_Requirements:_ The records should be repeated word for word, pictures excluded.

Position annotation records:
#####
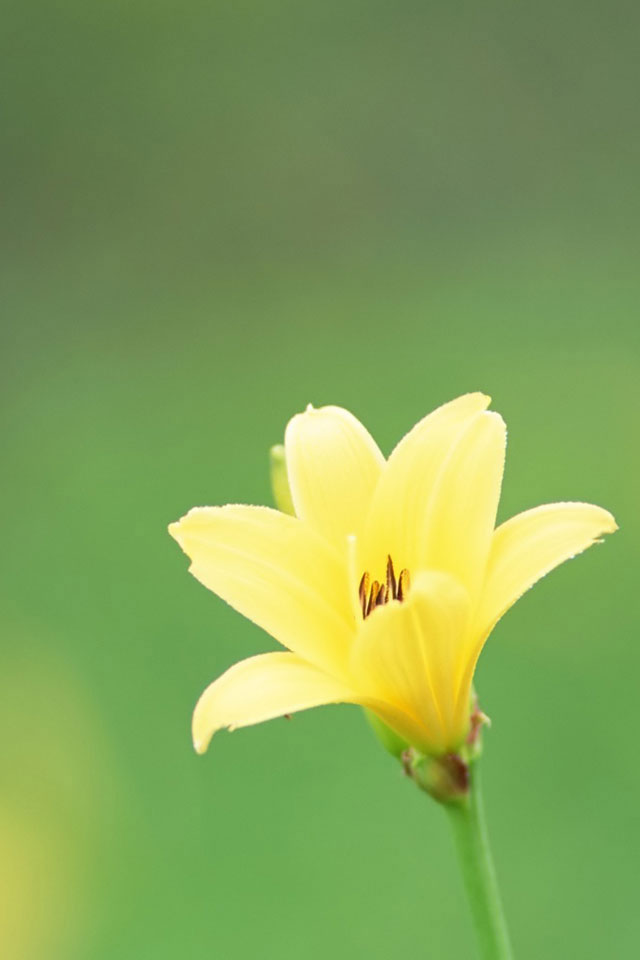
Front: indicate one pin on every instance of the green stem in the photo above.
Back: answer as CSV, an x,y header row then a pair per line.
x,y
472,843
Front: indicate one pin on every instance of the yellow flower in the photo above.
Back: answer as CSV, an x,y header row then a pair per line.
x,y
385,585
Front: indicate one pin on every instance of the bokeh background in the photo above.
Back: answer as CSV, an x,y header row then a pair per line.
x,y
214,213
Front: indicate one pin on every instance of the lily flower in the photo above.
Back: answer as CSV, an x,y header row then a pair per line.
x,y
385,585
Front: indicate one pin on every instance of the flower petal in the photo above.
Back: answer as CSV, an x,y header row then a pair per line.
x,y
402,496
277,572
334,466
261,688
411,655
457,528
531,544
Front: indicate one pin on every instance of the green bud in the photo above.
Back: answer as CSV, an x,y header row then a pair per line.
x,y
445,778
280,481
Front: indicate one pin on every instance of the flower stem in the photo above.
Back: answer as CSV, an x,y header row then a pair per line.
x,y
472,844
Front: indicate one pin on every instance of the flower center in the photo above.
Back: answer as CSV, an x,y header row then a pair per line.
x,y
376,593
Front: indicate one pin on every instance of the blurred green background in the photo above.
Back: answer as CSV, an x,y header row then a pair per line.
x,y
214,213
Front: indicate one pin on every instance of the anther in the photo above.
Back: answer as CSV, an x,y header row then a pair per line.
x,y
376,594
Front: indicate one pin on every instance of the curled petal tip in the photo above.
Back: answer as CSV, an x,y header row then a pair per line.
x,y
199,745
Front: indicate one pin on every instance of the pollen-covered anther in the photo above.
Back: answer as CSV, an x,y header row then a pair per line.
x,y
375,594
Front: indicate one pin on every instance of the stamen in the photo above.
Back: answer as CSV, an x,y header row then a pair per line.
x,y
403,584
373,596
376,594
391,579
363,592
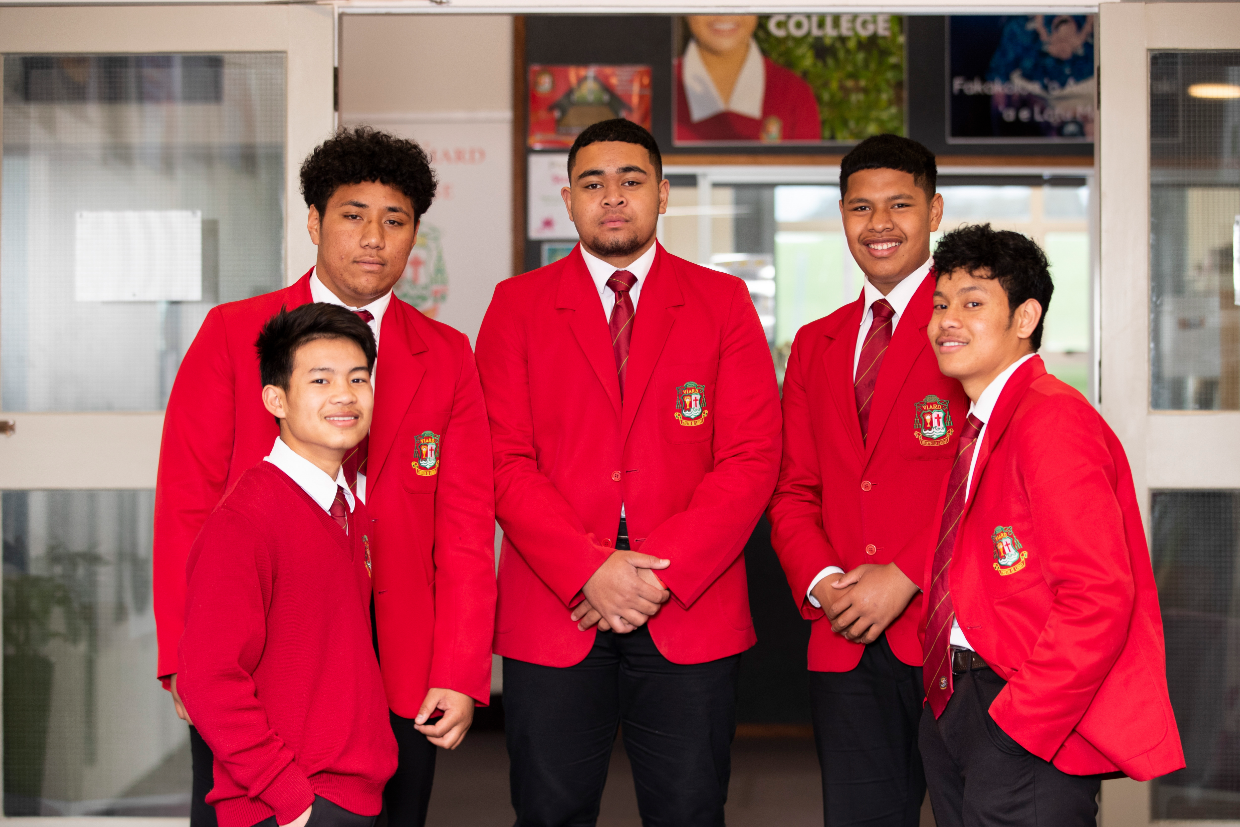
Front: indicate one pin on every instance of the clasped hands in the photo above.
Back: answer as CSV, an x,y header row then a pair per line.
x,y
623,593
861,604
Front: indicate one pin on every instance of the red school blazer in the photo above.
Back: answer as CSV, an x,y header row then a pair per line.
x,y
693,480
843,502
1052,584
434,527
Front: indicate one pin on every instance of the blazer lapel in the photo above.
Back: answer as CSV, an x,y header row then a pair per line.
#####
_Answer below:_
Front: indicate one pin on every instance of the green stem in the photo above.
Back: answer as CSV, an x,y header row then a pair per line.
x,y
472,843
Front: indicate one pin on every instance of the yellow flower in the photo above.
Back: answer as CSV, an x,y header row then a pair per line.
x,y
385,585
Front: indicate one pin on every instance of the bokeh background in the photo above.
Back: answer as CSV, an x,y header row then a pair per line.
x,y
214,213
Front: indicate one pin on every instance of the lily flower in the photo above.
Back: answer as CSV, an x,y header row then a pair per line.
x,y
385,585
Front: indicate one pin on every instance of the flower petal in the photo above.
Back: answer as CSV, an x,y header row then a pair per line.
x,y
402,496
277,572
334,466
261,688
411,655
457,528
531,544
Front: indicate one pin on every instance of the green bud in the photo above.
Back: answer as CSV, an x,y header row then a pair per line.
x,y
445,778
280,481
Front: indicate one pin on every instance of the flower stem in the photo above.
Back: answer as CSV, an x,y header row then a pair per line.
x,y
472,844
Front: indicate one pin on every instance of the flower center in the photo above.
Back: answer as CSV, an x,y header row then a pair per line.
x,y
376,593
Front: indicate one pin on every instance of the blurred green background in the photo above.
Back: answer as CSV, an x,y header row then a pair per line.
x,y
214,213
Front: indicate one pin on every instance of the anther in the photo above.
Back: answer as CSV, an x,y header row then a pair per line.
x,y
376,594
Front: indicate one pin on every instance of the curled petal tip in the photo above.
Back: answer as CSV, an x,y header row then a pair per line.
x,y
199,745
Front: indicate one pin on every instance of the pollen-covered anther in the photo above.
Back: answer as CSV, an x,y header row then a pair per line.
x,y
375,594
Front: indicate one pin on every instance of the stamen in the photo above.
Back: answer as CSV, an x,y header row then a pair per line.
x,y
403,584
373,596
376,594
391,579
363,592
Front: indicate one pin on every instance of the clasped hands in the photo above.
Back: answer as CSV, an x,y header row then a pair per line.
x,y
623,593
861,604
Front: indicate one pin on every instance of the red school blazer in the photo above.
Back: answer as CSV, an x,y header row then a pair per line.
x,y
693,480
843,502
1052,584
434,527
Front: indicate one pin on every instance of the blazer lapel in the photo above.
Back: answer as CSV, an x,y header row then a pair per line.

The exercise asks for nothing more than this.